Quick Sips - Strange Horizons 07/06/2020 & 07/13/2020


Strange Horizons kicks off July with two short stories and two poems, on top of their normal bounty of nonfiction (which I’m not covering here). The works are fairly different, one story looking at a conflict, a war, a destruction, while the other looks at portal fantasies and the weight and burden carried by those who go elsewhere and have to return. They are linked, however, in that they both approach the idea of willful ignorance. In the first, for people who don’t want to face that doing the same thing that has consistently failed is…going to fail. And in the other, that doing the same thing that has consistently failed is…going to fail. The stakes are completely different, and the situations are different, but both find people trying to push not the truth but a narrative that will maybe allow people to live “normally” rather than dealing with the messy situations they’re all is. It makes for some fine reading, and I’ll get to the reviews!

Stories:

“Last Orders in the Green Lane” by Stephen O’Donnell (978 words)

No Spoilers: This story begins in a bar, where people drink and rail about...something. Something terrible and approaching, the mood of the moment a mix of resolve and fear and despair. The bar is in a village near a city, and the people of the village can see something destroying the city, the lights all going out. But they have their own defenses, their own hope that things in their village will be different than the other villages. Because. Because. And the piece is a strange and somewhat grim read for me, the focus on the way these people watch destruction coming and, though they do what they can, they also might know it’s not going to be enough.
Keywords: Bars, Farmers, Destruction, Forests
Review: For me, so much of this story is about willful ignorance, about the illusion of control and safety that people have, and the ways that it breaks apart. And for me it’s difficult not to draw this story to current events because in many ways it’s about a rural community watching something devastate an urban center and...just sort of not doing much about it. Hoping that they will be spared, that they will be passed over. Not doing anything to either help the city nor really doing anything other than the same things that other villages have done. Villages that have then been destroyed. In all of that there is this clinging to the idea that they are safe, that they are doing enough. That no one can hurt them. That the destruction will pass them by because they have Done Enough when there isn’t really enough in the way they are thinking about it. Enough might have been stopping the horror and destruction while it was still relatively isolated. Might have been doing anything to help the city while it was slowly going out. But the village decided it would hide, that it would erect a barrier, would try and police its people, silencing those who fear the coming destruction. It means that the only voices that are allowed to speak are the confident ones. Despite the fact that there doesn’t seem to be anything to be confident about. People can see the shapes moving in the woods, know that whatever destruction hit the city is not passing over the village. It’s not fear or hysteria that the village should be doing more in case the destruction gets past its defense. People are soothed and calmed like that’s better in and of itself, even if it just makes the people complacent and allows them to fall in silence, continuing the cycle that is tearing apart village after village, all of them doing the same things, judging the cities for being cities and assuming rural communities are better because of where the destruction rages, finding too late that they are no different, that sometimes it’s just a matter of time. A wonderful read!

###

TASK STATEMENT:
Continue the Strange Horizons review from the point where it stops. The lines after this point come from a separate source.

ENTRIES:

###

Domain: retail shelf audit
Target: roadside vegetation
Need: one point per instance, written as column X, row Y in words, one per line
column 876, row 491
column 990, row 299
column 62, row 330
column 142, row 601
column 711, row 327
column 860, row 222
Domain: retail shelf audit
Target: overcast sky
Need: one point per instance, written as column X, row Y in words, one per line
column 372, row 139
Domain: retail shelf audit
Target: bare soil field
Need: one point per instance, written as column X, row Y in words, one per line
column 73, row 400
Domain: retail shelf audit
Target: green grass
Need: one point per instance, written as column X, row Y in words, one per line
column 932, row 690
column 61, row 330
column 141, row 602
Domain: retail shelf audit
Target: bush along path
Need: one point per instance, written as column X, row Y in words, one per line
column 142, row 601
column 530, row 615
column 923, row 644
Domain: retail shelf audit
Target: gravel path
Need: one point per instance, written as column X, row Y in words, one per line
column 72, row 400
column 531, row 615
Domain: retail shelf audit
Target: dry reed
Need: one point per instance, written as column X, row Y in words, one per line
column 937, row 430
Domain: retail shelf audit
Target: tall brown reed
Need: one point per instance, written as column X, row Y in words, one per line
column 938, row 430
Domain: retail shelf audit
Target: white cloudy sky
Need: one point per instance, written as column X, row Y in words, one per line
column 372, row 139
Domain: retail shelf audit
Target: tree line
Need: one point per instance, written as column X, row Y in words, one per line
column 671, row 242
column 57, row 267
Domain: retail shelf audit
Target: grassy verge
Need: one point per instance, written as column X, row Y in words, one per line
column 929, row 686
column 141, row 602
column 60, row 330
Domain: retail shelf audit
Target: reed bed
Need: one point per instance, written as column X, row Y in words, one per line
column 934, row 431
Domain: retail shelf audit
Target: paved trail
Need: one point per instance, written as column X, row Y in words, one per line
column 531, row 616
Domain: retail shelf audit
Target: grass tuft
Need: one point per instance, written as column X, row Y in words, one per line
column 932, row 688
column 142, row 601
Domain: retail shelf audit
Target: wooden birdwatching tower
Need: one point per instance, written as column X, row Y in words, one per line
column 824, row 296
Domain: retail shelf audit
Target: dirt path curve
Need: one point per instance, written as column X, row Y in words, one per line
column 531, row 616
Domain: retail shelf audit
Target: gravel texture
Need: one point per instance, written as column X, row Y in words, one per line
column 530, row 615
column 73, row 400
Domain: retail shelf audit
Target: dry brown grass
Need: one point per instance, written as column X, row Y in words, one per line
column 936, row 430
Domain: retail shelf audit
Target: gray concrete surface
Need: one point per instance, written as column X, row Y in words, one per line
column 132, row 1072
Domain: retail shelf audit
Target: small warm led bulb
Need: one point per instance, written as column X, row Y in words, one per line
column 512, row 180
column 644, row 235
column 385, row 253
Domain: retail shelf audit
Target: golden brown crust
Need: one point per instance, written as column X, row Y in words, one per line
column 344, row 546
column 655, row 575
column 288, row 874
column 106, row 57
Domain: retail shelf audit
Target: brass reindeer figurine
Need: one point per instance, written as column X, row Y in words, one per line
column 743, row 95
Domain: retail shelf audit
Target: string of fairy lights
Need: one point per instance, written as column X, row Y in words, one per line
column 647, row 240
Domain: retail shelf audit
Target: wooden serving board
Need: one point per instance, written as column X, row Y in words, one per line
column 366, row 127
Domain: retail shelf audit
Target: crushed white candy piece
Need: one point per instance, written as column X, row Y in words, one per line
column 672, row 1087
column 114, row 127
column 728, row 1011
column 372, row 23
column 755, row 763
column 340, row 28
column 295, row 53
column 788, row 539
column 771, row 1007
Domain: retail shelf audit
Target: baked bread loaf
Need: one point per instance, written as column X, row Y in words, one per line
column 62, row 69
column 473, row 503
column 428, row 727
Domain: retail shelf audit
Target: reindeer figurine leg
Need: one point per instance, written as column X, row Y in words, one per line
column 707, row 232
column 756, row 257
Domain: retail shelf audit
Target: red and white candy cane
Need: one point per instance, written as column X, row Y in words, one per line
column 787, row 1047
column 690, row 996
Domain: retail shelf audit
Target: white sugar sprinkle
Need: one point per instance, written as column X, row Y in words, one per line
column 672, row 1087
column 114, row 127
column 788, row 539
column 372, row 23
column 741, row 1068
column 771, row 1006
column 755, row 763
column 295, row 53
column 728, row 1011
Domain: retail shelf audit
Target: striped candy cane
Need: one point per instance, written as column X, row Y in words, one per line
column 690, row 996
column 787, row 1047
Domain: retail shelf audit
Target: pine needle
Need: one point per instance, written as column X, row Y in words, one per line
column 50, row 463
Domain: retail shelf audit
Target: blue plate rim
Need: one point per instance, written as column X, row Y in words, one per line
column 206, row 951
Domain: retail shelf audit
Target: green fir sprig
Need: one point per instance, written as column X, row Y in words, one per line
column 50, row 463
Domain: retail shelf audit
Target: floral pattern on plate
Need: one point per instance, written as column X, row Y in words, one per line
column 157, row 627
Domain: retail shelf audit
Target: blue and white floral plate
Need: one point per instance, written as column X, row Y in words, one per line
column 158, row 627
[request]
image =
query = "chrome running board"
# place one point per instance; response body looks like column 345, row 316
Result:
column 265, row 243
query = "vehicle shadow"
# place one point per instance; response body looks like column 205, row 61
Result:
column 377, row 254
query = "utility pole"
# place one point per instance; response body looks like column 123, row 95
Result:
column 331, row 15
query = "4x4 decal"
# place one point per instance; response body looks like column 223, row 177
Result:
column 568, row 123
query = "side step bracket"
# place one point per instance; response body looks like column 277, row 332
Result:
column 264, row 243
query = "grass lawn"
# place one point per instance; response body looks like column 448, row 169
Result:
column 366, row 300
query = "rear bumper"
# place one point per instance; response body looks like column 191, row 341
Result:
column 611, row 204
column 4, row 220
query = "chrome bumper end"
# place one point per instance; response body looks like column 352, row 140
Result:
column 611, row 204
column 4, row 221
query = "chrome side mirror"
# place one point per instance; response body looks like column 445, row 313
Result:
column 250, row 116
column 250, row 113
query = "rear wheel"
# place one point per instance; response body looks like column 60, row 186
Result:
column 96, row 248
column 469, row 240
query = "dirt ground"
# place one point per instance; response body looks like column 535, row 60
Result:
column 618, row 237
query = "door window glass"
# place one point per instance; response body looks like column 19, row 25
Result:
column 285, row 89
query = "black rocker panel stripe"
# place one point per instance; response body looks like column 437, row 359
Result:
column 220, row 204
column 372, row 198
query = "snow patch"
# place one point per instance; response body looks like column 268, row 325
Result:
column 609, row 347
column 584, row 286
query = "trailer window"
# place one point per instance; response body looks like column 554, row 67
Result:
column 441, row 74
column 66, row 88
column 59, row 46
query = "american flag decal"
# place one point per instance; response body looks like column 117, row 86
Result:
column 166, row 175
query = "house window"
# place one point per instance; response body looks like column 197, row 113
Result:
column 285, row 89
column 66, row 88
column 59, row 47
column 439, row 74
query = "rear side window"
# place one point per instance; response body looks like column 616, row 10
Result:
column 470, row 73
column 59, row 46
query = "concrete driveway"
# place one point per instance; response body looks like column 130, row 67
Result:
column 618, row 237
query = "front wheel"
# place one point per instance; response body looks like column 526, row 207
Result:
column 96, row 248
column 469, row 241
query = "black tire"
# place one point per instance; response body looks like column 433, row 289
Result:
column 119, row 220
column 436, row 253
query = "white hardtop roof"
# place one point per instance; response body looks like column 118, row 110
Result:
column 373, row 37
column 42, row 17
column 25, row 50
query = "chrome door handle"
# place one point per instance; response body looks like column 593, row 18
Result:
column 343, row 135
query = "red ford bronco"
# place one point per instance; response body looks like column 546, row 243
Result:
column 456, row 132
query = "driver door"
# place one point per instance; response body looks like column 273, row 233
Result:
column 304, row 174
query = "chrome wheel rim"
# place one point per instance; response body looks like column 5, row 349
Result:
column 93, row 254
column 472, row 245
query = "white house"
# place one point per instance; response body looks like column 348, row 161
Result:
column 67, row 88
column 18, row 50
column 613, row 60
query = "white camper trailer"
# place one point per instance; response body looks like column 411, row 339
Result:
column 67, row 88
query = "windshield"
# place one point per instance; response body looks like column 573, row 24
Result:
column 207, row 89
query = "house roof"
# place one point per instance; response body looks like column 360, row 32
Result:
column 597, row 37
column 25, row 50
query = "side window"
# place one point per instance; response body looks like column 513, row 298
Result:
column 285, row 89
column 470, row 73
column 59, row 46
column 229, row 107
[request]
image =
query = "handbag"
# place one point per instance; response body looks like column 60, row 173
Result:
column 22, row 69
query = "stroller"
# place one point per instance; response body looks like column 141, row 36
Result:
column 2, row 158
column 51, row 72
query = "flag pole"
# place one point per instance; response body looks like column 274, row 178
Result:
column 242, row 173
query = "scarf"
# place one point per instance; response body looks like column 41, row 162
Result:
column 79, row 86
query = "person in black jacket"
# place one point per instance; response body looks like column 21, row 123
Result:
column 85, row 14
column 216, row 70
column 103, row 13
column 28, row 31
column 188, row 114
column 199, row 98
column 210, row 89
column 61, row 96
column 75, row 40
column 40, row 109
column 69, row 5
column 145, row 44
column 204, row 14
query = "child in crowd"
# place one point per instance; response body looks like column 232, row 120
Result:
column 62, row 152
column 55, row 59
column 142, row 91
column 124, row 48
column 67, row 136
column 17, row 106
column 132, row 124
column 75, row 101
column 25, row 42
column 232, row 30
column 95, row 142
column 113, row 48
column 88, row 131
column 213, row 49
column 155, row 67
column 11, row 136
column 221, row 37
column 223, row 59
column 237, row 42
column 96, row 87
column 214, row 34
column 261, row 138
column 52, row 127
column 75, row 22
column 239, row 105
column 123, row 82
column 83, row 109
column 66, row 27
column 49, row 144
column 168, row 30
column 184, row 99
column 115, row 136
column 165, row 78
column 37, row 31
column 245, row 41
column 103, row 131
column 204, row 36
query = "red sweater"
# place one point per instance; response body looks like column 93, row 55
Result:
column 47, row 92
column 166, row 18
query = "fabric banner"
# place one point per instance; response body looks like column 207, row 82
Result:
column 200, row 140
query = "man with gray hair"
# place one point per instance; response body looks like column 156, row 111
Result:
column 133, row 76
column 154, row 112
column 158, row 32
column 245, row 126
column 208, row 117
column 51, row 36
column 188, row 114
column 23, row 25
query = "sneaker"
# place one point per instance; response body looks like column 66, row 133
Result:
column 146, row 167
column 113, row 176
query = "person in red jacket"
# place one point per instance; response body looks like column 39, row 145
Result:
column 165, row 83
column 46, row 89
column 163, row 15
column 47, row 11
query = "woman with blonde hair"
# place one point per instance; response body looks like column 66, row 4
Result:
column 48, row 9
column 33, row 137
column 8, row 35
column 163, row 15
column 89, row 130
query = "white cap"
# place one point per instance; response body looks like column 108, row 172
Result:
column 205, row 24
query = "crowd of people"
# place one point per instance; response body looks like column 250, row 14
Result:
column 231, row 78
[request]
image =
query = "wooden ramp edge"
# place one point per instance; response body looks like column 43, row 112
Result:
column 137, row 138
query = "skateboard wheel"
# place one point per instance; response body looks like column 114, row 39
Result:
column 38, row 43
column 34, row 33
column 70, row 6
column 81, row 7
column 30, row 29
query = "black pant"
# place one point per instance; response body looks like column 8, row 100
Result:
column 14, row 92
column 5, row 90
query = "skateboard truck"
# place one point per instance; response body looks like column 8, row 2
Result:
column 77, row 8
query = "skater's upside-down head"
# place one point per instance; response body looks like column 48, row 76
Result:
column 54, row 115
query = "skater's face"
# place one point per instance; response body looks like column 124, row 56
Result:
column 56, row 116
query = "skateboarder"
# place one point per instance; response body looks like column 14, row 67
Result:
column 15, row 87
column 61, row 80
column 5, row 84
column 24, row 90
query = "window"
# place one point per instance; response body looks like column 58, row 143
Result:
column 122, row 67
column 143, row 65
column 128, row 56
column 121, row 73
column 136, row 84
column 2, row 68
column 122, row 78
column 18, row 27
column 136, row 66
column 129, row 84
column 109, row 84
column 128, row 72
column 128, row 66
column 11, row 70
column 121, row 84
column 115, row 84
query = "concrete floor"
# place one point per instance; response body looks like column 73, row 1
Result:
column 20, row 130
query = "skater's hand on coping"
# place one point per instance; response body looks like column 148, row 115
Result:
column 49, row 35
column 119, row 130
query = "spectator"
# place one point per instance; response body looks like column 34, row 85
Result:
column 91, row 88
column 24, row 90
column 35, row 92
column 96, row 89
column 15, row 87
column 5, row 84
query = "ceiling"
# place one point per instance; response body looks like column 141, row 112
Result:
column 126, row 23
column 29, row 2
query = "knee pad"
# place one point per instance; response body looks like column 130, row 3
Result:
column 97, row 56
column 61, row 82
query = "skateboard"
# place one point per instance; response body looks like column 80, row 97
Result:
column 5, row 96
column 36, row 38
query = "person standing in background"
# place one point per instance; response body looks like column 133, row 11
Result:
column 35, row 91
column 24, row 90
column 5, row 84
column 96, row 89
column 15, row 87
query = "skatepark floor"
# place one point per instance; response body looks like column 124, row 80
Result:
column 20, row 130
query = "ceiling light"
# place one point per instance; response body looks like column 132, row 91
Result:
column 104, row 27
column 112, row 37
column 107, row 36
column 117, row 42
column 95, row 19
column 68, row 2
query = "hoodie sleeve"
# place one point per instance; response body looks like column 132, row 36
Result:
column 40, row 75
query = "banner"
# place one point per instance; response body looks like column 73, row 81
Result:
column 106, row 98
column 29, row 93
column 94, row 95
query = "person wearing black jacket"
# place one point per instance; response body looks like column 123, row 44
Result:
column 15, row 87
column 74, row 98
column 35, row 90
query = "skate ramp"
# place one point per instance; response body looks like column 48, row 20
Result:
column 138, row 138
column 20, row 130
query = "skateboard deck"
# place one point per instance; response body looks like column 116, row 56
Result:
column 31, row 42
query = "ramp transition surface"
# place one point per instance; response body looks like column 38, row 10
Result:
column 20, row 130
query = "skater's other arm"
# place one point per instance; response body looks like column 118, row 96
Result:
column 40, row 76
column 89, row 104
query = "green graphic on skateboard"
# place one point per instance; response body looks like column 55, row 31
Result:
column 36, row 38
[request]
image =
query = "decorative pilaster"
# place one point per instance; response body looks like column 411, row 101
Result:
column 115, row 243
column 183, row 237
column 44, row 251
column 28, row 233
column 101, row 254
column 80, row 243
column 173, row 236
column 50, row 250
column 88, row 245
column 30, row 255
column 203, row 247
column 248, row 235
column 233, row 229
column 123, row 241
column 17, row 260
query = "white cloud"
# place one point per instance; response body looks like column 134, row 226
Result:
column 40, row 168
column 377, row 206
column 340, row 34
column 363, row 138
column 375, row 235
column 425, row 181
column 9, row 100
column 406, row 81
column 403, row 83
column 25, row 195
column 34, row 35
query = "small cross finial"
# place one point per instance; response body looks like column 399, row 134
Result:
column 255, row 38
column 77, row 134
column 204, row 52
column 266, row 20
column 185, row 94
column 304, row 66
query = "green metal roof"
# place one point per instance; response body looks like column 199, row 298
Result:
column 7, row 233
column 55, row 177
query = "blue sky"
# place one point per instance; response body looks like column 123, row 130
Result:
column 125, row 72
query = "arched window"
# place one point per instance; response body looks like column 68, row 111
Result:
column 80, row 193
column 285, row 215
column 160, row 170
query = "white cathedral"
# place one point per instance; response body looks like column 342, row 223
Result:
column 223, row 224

###

ANSWER FOR THE TASK:
“The LEAP Test” by Alex Jennings (2414 words)

No Spoilers: Lamont is the proctor for a special test to be administered for Scander, who is something of a special case. More than that, though, Lamont is Scander’s integrator, a role that’s supposed to help Scander get used to life on Earth. What that means, though, isn’t at first entirely clear. As the two interact, though, and explore their similarities, and their differences, the work dives into what it means to integrate, what scars are left behind for children who have lived other lives and then found themselves “back” in bodies and places they’ve long outgrown. It’s a wrenching and emotional piece, for all the tone of the character’s themselves is fairly restrained.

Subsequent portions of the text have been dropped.